#### [PROMPT]
Down to the last line, repeat the records exactly.

#### [MATERIAL TO PROCESS]

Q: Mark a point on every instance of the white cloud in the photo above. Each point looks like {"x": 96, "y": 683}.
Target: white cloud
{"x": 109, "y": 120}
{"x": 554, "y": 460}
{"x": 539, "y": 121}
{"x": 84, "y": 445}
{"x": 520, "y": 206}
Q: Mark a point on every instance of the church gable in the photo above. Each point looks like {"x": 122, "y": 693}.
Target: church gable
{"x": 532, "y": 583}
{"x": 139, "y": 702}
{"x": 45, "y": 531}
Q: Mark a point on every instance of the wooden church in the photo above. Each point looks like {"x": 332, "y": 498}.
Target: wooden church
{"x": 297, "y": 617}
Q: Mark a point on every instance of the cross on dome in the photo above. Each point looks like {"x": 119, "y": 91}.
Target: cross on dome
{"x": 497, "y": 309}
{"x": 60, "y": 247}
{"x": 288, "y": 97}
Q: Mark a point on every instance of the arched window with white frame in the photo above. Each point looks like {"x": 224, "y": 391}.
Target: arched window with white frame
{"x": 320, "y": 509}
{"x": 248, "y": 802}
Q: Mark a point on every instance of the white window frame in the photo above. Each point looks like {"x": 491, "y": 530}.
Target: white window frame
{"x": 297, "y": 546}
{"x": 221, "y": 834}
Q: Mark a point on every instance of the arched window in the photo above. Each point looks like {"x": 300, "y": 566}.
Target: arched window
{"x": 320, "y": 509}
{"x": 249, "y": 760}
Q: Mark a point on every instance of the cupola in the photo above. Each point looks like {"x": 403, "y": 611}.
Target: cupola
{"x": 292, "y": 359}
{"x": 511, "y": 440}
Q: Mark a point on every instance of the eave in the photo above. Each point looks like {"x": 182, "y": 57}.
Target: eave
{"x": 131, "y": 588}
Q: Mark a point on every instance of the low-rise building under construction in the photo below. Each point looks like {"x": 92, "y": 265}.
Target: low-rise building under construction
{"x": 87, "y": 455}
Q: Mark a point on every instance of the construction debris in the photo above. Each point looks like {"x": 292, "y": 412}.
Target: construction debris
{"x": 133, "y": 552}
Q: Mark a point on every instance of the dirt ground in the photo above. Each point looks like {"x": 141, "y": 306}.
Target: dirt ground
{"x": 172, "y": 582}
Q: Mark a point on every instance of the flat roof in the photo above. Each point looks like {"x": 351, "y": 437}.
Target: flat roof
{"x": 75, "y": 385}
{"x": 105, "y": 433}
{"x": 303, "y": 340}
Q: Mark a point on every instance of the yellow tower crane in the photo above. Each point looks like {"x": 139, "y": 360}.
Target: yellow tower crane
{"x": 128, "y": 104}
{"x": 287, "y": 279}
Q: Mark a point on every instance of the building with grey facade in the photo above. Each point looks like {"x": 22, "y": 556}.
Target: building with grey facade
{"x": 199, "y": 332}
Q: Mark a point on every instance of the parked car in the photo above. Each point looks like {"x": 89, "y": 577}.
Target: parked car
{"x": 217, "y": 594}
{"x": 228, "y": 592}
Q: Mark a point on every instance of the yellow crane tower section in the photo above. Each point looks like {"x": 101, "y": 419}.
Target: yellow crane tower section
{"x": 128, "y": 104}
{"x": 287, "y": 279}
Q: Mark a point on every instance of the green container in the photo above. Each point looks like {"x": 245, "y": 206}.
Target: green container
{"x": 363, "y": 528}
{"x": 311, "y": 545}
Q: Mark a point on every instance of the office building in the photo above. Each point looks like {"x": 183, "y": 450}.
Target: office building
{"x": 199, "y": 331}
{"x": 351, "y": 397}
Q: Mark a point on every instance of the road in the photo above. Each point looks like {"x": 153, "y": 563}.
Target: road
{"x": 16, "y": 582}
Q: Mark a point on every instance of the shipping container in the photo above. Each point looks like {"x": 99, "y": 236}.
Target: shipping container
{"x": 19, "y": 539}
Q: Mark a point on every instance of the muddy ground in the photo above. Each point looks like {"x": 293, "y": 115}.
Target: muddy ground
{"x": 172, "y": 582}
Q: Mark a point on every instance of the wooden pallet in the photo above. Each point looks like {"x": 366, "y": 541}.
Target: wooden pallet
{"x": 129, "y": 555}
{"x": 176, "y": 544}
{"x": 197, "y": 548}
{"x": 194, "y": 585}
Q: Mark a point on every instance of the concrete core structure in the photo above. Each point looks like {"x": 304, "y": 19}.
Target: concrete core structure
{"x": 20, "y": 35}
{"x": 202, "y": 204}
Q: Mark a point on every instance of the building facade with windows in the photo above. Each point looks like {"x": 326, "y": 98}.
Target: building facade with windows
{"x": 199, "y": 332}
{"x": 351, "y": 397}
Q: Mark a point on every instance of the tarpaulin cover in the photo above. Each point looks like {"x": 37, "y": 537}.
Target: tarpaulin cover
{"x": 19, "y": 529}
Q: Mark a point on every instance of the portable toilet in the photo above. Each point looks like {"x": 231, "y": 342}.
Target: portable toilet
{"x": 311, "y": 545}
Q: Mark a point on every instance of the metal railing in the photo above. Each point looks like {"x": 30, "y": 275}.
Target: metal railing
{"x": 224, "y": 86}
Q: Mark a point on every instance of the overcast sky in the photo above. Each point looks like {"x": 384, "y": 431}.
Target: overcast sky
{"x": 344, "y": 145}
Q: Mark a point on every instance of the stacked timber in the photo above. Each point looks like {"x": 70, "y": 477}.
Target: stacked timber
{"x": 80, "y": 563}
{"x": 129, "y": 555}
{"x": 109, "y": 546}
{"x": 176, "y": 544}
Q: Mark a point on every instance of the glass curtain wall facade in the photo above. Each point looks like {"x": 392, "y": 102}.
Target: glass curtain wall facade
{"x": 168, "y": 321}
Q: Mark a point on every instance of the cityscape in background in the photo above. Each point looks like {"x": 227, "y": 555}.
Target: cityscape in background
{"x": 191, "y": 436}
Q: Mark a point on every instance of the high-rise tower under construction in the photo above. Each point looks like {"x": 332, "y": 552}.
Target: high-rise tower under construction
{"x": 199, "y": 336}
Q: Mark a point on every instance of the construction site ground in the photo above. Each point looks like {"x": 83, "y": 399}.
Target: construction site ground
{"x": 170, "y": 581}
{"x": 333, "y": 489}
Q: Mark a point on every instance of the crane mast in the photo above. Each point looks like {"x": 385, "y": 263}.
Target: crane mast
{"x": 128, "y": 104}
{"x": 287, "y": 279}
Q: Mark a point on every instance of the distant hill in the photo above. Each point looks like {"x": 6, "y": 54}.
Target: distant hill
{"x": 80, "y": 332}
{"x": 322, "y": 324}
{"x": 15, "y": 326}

#### [EXERCISE RESULT]
Q: Mark a point on every instance of the white cloud in the photo above. Each point looks like {"x": 96, "y": 683}.
Target: white cloud
{"x": 109, "y": 120}
{"x": 554, "y": 460}
{"x": 539, "y": 121}
{"x": 84, "y": 445}
{"x": 520, "y": 206}
Q: Mark a point on every instance of the church gable in the photo above. Each point looks like {"x": 122, "y": 693}.
Target: church gable
{"x": 532, "y": 583}
{"x": 139, "y": 702}
{"x": 45, "y": 531}
Q: Mark a point on every instance of the wooden church in the photo above. Each point looks like {"x": 332, "y": 498}.
Target: wooden church
{"x": 297, "y": 617}
Q: Mark a point on every instance of the cross on dome in the photo above. Each point looks like {"x": 119, "y": 91}.
Target: cross on dome
{"x": 497, "y": 309}
{"x": 60, "y": 247}
{"x": 288, "y": 97}
Q: Mark a point on every instance of the arched window with white frame in the photo above. Each point looks like {"x": 224, "y": 391}.
Target: arched window with white frame
{"x": 320, "y": 509}
{"x": 248, "y": 802}
Q: Mark a point on every instance of the white window frame in the photo above. Each point looks like {"x": 491, "y": 530}.
Target: white window frame
{"x": 297, "y": 546}
{"x": 221, "y": 834}
Q: Mark a point on every instance of the arched window in the photo above. Each point looks like {"x": 300, "y": 566}.
Target: arched window
{"x": 320, "y": 509}
{"x": 249, "y": 760}
Q: Mark a point on every instance of the cupola in the photo above. Each point looks like {"x": 403, "y": 611}.
Target: cupola
{"x": 292, "y": 359}
{"x": 511, "y": 440}
Q: Mark a point on every instance of the eave in the photo above. Each point looks like {"x": 182, "y": 57}.
Target: eave
{"x": 131, "y": 588}
Q: Mark a point on every instance of the low-rise building under construction in the photo below. Each point looks like {"x": 92, "y": 265}.
Target: low-rise building under construction
{"x": 87, "y": 455}
Q: Mark a point on every instance of the construction debris in the photo above. Each point looks like {"x": 292, "y": 412}.
Target: construction debris
{"x": 133, "y": 552}
Q: Mark a point on every instance of the dirt ground in the photo above. Each point looks like {"x": 141, "y": 306}.
Target: dirt ground
{"x": 172, "y": 582}
Q: Mark a point on every instance of the flat roof in the photo above. Each point looks like {"x": 351, "y": 437}.
Target: flat roof
{"x": 75, "y": 385}
{"x": 105, "y": 433}
{"x": 303, "y": 340}
Q: Mark a point on every instance of the yellow tower crane in the photo above. Each point looks like {"x": 139, "y": 360}.
Target: yellow tower crane
{"x": 128, "y": 104}
{"x": 287, "y": 279}
Q: Mark a point on every instance of the building with grey facade in the photo above. Each point looks like {"x": 22, "y": 556}.
Target: building with grey facade
{"x": 199, "y": 332}
Q: Mark a point on every instance of the parked car in the photo above. Each point looks like {"x": 89, "y": 577}.
Target: parked car
{"x": 217, "y": 594}
{"x": 228, "y": 592}
Q: Mark a point on every instance of the yellow crane tower section in the photo above. Each point looks like {"x": 101, "y": 419}.
Target: yellow crane tower section
{"x": 128, "y": 104}
{"x": 287, "y": 279}
Q: Mark a point on every instance of the green container in the photo above. Each point looks like {"x": 245, "y": 206}.
Target: green container
{"x": 363, "y": 528}
{"x": 311, "y": 545}
Q: Mark a point on every instance of the office building in the photo above. Each point looks like {"x": 183, "y": 450}.
Target: office building
{"x": 199, "y": 331}
{"x": 351, "y": 397}
Q: Mark a point on every instance of the road in the photo above. Each point looks like {"x": 153, "y": 563}.
Target: road
{"x": 16, "y": 582}
Q: Mark a point on every instance of the shipping container in the photo above. Each point looks like {"x": 99, "y": 236}.
Target: shipping container
{"x": 19, "y": 539}
Q: Mark a point on every instance of the muddy ground in the photo above. Each point looks like {"x": 293, "y": 115}.
Target: muddy ground
{"x": 172, "y": 582}
Q: Mark a point on every instance of the wooden pallet in the photo above. Each point looks like {"x": 366, "y": 541}.
Target: wooden pallet
{"x": 129, "y": 555}
{"x": 176, "y": 544}
{"x": 197, "y": 548}
{"x": 194, "y": 585}
Q: Mark a point on every instance of the concrete core structure in the photo above. Each point looks like {"x": 304, "y": 19}.
Target: concrete core structure
{"x": 20, "y": 35}
{"x": 202, "y": 204}
Q: Mark a point on every instance of the building facade with windows in the photo above. Each point looks like {"x": 326, "y": 98}.
Target: building facade with windows
{"x": 199, "y": 332}
{"x": 351, "y": 397}
Q: Mark a point on every instance of the tarpaulin cover in the photo above. Each point looks like {"x": 37, "y": 537}.
Target: tarpaulin cover
{"x": 19, "y": 529}
Q: Mark a point on every instance of the portable toilet in the photo above. Each point looks like {"x": 231, "y": 342}.
Target: portable toilet
{"x": 311, "y": 545}
Q: Mark a point on every instance of the metal railing in the photo above. Each point looks like {"x": 30, "y": 275}.
Target: metal railing
{"x": 224, "y": 86}
Q: Mark a point on every instance of the overcast sky in the photo above. Each point looks like {"x": 384, "y": 431}.
Target: overcast sky
{"x": 344, "y": 145}
Q: Mark a point on every instance of the stacked timber in the photo above. Each point looks like {"x": 70, "y": 477}.
Target: stacked timber
{"x": 80, "y": 563}
{"x": 129, "y": 555}
{"x": 109, "y": 546}
{"x": 176, "y": 544}
Q: Mark a point on every instance of the glass curtain wall facade in the photo above. Each point looks like {"x": 392, "y": 102}.
Target: glass curtain wall facade
{"x": 168, "y": 321}
Q: Mark a point on every instance of the cityscape in background in the photo above. Each point looks like {"x": 227, "y": 555}.
Target: cityscape in background
{"x": 191, "y": 436}
Q: Mark a point on every instance of the high-rise tower under construction in the photo above. Each point looks like {"x": 332, "y": 552}.
Target: high-rise tower under construction
{"x": 199, "y": 336}
Q: Mark a point on every instance of the construction site ground in the photo above. Each point looks like {"x": 83, "y": 399}.
Target: construction site ground
{"x": 170, "y": 581}
{"x": 333, "y": 489}
Q: Mark a point on every instance of the crane mast in the photo above. Each point looks like {"x": 385, "y": 263}.
Target: crane mast
{"x": 128, "y": 104}
{"x": 287, "y": 279}
Q: Mark a point on every instance of the distant hill in the photo above. Each point looks like {"x": 6, "y": 54}.
Target: distant hill
{"x": 80, "y": 332}
{"x": 322, "y": 324}
{"x": 15, "y": 326}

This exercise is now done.